We Will Not Forget.
a speculative speech to the Regent’s Meeting. I’ll be blunt. We, the activists of the Climate Action Movement and our allies with us standing in Solidarity, will not forget.
When all of us in this room are either dead or too old and decrepit to bemoan wrongs made too long ago to fix, we will not forget.
When our children come to us, begging for answers, justice, and a simple drop of water, we will not forget this meeting. We will not forget who ignored our peaceful pleas, protests, and proclamations.
When the new Dust Bowl has eroded away the foundations of this institution and only our ashes remain, and hollow-stomached masses born into a burning world demand justice against the wasteful generation that asked if climate justice was worth the cost in dollars instead of lives… they will not forget what you did or didn’t do at this meeting.
The scientists are not coming to save you with a miracle cure-all.
The artists and entertainers will not come to comfort your dying days.
Neither priest nor pundit will be able to point you to the source of all this worry.
The crisis is here. It is in our air, our water, our bodies.
And the time is over to question when is the right time to act, when is the right time to announce your next exploratory committee to consider possibly maybe one day enacting some ambiguous action eventually if the never-there funding is there or the eco-conscious campaign will be worth it in the free marketing. When to act? When, was at least twenty years ago. When, was far too long ago.
It’s all a question of when.
When will you decide to act. Now? What does acting now even look like?
It looks like this, like speaking out for the justice you know in your hearts is necessary.
The justice you know that is costly, but not as costly as your inaction - which isn’t inaction at all, but a sustained act of violence against this Earth you stand on - stretching long before this institution first stole this land from it’s indigenuous peoples.
It looks like breathing in the polluted air belching from our Central Power Plant, filtering it through your lungs, and having that oxygen travelling to your brain with carcinogens planting themselves along the way.

§ EXTRACTED ENTRIES:
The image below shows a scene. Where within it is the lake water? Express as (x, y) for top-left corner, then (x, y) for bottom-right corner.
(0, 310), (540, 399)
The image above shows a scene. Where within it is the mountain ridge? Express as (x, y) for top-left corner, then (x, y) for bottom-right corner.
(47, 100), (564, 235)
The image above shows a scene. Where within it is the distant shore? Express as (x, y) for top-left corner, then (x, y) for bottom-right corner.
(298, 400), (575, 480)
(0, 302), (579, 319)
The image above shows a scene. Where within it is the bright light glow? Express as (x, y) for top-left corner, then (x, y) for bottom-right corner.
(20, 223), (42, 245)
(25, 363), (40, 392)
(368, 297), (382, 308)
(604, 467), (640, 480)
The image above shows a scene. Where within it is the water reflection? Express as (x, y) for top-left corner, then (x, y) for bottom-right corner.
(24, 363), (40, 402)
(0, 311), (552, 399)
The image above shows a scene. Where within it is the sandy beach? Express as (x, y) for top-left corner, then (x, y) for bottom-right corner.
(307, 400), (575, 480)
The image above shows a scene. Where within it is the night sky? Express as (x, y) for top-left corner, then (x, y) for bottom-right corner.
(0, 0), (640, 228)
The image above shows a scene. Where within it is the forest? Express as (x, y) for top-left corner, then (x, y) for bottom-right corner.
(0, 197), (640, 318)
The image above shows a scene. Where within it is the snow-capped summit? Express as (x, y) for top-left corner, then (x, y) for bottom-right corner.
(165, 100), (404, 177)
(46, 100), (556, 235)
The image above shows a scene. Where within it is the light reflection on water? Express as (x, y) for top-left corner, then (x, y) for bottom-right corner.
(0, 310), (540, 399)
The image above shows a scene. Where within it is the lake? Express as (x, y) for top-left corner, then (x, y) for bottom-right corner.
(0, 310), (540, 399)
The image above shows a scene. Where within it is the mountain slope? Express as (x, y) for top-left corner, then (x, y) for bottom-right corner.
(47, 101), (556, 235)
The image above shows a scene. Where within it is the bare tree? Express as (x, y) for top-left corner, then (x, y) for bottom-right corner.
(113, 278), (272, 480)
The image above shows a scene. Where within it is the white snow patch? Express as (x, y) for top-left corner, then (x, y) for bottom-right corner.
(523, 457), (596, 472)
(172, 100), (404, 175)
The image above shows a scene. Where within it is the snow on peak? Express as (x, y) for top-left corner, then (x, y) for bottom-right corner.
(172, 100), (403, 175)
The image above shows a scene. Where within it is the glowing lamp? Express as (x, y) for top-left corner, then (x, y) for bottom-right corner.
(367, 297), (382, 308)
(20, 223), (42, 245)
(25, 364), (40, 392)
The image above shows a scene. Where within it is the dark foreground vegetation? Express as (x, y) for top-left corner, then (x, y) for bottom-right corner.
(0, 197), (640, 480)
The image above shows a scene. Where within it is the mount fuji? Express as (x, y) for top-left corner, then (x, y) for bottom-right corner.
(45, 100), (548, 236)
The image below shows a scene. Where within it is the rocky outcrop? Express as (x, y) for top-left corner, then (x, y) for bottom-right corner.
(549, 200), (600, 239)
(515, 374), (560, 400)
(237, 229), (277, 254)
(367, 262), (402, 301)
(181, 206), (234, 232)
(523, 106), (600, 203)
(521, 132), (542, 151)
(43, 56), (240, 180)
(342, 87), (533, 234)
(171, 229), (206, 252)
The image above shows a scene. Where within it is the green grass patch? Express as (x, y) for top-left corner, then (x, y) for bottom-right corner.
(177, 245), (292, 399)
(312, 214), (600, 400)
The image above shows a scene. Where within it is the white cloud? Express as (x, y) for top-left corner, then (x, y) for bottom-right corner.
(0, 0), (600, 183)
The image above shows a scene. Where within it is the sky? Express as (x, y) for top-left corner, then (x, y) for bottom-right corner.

§ REQUIRED WORK:
(a) In the climate speech, when does the speaker say the right time to act was?
(b) Take the climate speech further from its final sentence, in the same voice.

§ OUTPUTS:
(a) At least twenty years ago.

(b)
With every breath, every exhalation, you wait to be the one on the committee to create action.
Look around to your committee chairs and you’ll see them thinking the same thing.
Is it worth it?
Is it too late?
Will one of us falter?
Ignore them. Think of yourself, think selfishly. There is a lot of talk about America and being great nowadays. Do you want to be remembered as actually something great? Do something worthy of greatness, like rising to one of the greatest challenges ever faced, even if that meant changing the policies of a single University. Because greatness is relative and I ask you, who is holding you back from greatness?
Who is putting pressure on you to ignore the role your institution may play?
Who is asking you through hushed tones, innuendo to not take us seriously?
Who is preventing you from being that member of the Regents who decides enough is enough and action is not only necessary but is the tradition and lifeblood of this University?
We know who would be gracious, thankful, laudatory if you made decisive and just action on climate change.
But we don’t often hear who is thanking you for the backpedaling, stalling, and the delays. I don’t particularly feel like hearing about them, because frankly they are being selfish, wanton, and not particularly great, people.
But if you do something worthy of greatness, we will not forget you. I beg that you do not forget us.
There is an unforgettable story being made in this very moment: across the globe and in this room, the story of a brief generation of people who were faced with the greatest crisis the world has ever seen. The story of a generation of scientists, storytellers, and citizens confronted with a global problem in a newly globalized world, who had to act up from the ground up, in every town hall, regents meeting, and around every dining room table.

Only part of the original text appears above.